Data for this exercise =>
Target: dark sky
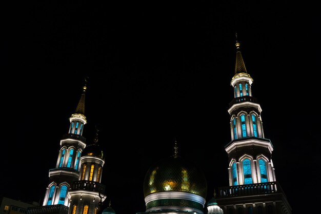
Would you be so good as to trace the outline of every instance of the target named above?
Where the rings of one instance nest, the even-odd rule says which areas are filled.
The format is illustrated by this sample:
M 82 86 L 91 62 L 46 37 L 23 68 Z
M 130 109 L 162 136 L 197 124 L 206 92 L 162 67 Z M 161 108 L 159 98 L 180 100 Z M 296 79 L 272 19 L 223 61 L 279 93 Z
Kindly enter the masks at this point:
M 304 194 L 320 191 L 315 7 L 72 2 L 4 7 L 0 196 L 42 203 L 88 76 L 83 135 L 92 142 L 99 127 L 102 183 L 117 214 L 145 210 L 145 173 L 173 154 L 175 137 L 180 155 L 204 171 L 211 198 L 229 184 L 237 32 L 276 180 L 293 214 L 313 210 L 305 206 L 316 199 Z

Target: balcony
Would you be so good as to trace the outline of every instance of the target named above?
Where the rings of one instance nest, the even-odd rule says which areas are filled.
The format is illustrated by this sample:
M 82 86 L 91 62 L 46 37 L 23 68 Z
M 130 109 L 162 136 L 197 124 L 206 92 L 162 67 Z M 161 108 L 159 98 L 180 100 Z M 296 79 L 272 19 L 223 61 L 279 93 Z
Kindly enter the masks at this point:
M 277 182 L 259 183 L 218 188 L 219 198 L 283 193 Z

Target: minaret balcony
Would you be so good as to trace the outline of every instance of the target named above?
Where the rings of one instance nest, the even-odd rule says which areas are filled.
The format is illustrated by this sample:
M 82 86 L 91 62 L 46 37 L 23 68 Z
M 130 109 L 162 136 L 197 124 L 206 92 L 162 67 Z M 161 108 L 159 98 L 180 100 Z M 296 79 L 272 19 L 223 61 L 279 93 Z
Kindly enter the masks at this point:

Task details => Reproduce the lines above exactly as they appear, omitting the pictures.

Solution to this exercise =>
Target: dark sky
Would you be so good as to trace the outline of every instance of the target named above?
Where the rings of one instance nest, the even-odd rule says which areas are filled.
The format is illustrated by this sample:
M 82 86 L 91 62 L 46 37 L 23 68 Z
M 130 109 L 162 136 L 197 124 L 206 92 L 162 67 Z M 161 108 L 159 98 L 180 100 Z M 296 79 L 272 19 L 223 61 L 279 93 Z
Kindly enter the masks at this point:
M 304 194 L 320 191 L 315 7 L 72 2 L 4 7 L 0 196 L 42 203 L 88 76 L 83 135 L 92 142 L 99 127 L 102 183 L 117 214 L 145 210 L 145 173 L 173 154 L 175 137 L 180 155 L 204 171 L 211 198 L 229 184 L 237 32 L 276 180 L 293 214 L 313 210 L 305 206 L 316 199 Z

Target: balcony
Would you be so good as to trace the outline of every instance of the target named above?
Where the rings of one instance nest, the even-odd rule says which areas are filled.
The format is illustrated by this sample:
M 82 86 L 91 62 L 46 37 L 23 68 Z
M 130 109 L 162 136 L 197 124 L 206 92 L 162 67 Z M 161 108 L 159 98 L 180 100 Z M 296 79 L 272 19 L 223 61 L 279 93 Z
Kindly enter the masks at this point:
M 277 182 L 259 183 L 218 188 L 219 198 L 283 193 Z

Target: minaret balcony
Would you be so good as to trace the outline of every instance of the target named above?
Where the rings of one instance nest, the even-odd rule says which areas are filled.
The format is illustrated by this sample:
M 82 86 L 91 62 L 46 37 L 23 68 Z
M 130 109 L 162 136 L 197 124 L 206 92 L 162 67 Z M 161 108 L 159 98 L 180 100 Z M 296 79 L 272 19 L 223 61 L 279 93 Z
Kindly enter the masks at this point:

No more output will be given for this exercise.